## [Stored items from a collection]
——————

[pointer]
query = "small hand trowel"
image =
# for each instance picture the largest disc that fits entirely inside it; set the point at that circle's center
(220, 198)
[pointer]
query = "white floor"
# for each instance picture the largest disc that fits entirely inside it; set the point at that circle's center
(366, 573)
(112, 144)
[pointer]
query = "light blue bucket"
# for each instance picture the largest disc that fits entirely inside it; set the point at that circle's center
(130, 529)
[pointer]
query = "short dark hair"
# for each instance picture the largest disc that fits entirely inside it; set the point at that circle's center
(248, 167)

——————

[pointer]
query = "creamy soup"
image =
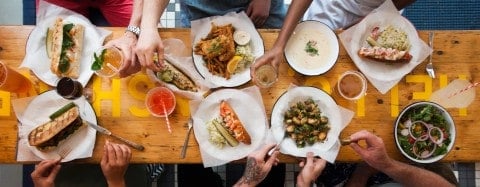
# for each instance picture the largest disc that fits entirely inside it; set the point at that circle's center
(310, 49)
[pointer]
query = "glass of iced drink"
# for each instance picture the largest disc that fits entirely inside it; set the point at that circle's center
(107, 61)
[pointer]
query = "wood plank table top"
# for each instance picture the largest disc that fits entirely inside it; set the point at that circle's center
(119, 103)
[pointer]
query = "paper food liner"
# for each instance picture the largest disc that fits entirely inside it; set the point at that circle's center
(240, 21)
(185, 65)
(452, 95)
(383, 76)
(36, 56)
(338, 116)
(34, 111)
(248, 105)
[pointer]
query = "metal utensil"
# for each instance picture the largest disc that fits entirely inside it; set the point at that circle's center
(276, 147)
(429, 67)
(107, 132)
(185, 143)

——————

## [Exercise directions]
What is the number of lines in the records that contain "query"? Give that number only.

## [Answer area]
9